_INSTRUÇÕES DE TRABALHO_:
Segundo o texto de leitura, por qual tipo de tradicionalismo o ensino de física, química e biologia ainda é predominantemente marcado?

_TEXTO DE LEITURA_:
Os problemas relacionados ao ensino de ciências são amplamente divulgados nas pesquisas educacionais da área. A desmotivação de alunos e professores não é uma novidade nas escolas brasileiras. O ensino de física, química e biologia ainda é predominantemente marcado pelo tradicionalismo positivista, o que reduz a ciência ao tecnicismo e elimina qualquer nuance de contexto no processo de desenvolvimento das teorias científicas.

_MATERIAL FORNECIDO_:
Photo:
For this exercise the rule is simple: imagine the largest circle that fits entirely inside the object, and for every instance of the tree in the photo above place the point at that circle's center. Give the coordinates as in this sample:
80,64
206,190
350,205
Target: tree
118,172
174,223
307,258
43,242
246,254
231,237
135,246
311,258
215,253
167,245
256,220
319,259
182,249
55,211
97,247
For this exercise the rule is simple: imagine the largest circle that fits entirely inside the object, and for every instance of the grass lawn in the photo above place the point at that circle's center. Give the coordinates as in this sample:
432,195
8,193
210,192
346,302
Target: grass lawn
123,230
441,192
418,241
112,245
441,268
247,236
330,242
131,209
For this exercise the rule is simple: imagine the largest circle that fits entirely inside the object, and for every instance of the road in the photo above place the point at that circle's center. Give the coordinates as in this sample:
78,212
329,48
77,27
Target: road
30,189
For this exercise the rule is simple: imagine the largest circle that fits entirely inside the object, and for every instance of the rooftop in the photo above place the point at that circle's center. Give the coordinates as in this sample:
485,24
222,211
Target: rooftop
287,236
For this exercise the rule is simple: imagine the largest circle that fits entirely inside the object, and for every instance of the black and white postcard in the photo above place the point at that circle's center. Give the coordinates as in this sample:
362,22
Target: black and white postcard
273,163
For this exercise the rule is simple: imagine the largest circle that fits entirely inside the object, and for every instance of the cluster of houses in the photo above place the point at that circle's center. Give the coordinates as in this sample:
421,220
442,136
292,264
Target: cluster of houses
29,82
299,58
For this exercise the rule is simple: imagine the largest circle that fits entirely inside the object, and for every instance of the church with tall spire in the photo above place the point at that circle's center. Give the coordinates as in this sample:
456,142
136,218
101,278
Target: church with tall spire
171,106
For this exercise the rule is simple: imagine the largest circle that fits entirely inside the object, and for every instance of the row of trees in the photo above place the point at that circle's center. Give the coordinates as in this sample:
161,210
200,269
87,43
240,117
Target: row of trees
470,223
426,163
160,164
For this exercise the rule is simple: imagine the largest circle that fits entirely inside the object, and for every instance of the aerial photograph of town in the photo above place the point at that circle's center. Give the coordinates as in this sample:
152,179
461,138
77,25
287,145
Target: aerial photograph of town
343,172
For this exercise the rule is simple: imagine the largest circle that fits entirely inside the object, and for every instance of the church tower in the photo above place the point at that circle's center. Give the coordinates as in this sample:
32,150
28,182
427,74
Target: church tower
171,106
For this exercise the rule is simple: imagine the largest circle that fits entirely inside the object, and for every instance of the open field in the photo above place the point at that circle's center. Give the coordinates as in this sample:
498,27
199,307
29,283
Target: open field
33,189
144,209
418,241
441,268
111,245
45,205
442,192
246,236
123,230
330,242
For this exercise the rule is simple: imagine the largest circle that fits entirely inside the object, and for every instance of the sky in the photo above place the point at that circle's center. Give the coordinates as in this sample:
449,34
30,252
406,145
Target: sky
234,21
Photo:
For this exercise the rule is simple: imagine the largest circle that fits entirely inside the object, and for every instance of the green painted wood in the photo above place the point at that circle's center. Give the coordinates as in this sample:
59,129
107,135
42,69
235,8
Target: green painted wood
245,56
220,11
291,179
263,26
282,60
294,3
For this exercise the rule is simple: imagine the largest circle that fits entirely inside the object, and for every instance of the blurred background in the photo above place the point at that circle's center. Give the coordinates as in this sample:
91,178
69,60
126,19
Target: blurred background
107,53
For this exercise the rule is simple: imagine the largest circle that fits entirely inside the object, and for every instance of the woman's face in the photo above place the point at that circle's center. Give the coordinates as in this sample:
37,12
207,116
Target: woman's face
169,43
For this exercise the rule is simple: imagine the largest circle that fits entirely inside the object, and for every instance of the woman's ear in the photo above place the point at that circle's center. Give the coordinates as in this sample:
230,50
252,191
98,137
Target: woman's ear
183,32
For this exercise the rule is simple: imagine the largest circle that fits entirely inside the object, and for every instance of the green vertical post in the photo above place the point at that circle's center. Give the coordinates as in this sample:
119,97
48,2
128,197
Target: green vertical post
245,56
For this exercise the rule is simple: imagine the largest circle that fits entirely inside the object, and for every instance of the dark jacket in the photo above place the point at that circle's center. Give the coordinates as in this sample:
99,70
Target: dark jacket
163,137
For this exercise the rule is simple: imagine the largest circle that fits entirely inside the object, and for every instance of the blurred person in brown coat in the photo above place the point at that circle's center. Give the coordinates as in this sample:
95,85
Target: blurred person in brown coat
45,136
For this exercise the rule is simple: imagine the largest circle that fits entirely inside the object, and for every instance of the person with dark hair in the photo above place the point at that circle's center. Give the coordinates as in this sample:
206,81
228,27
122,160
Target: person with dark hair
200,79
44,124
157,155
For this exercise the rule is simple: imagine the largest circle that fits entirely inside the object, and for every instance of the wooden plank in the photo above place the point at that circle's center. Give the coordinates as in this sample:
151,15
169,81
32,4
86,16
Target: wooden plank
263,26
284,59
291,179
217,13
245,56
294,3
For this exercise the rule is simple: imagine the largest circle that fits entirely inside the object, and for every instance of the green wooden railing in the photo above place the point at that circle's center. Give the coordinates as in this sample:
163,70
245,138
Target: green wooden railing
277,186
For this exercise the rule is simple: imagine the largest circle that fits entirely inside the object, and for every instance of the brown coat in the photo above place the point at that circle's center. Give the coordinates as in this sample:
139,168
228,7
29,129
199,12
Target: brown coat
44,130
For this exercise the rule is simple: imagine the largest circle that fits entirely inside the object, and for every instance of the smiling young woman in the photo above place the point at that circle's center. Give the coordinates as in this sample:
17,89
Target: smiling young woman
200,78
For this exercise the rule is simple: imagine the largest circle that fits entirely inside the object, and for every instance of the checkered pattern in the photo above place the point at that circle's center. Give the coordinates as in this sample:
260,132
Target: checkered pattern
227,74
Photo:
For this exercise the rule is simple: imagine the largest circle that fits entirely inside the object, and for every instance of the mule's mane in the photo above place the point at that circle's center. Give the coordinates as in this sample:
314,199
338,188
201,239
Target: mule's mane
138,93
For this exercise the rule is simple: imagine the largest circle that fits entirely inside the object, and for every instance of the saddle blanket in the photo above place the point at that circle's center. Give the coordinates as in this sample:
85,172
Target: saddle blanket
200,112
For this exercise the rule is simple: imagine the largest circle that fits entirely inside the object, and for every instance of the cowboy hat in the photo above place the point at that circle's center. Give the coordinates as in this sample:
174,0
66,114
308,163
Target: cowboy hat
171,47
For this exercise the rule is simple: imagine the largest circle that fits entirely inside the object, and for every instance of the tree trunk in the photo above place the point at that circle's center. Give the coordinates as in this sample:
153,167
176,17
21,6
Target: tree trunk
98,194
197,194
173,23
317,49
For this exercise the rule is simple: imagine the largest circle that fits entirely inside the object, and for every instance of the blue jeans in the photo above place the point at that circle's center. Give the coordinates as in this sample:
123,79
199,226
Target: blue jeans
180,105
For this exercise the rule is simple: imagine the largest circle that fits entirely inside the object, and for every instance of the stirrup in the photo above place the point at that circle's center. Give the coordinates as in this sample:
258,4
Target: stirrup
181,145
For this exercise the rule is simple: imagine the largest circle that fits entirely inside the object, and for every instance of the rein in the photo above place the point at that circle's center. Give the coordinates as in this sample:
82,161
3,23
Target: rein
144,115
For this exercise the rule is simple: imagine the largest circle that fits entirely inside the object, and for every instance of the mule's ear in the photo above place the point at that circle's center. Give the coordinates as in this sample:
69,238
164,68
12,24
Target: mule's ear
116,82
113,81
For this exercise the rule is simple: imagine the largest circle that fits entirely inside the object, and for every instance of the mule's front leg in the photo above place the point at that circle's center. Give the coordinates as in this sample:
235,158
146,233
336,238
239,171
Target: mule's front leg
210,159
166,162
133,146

_RESPOSTA DO EXERCÍCIO_:
Pelo tradicionalismo positivista.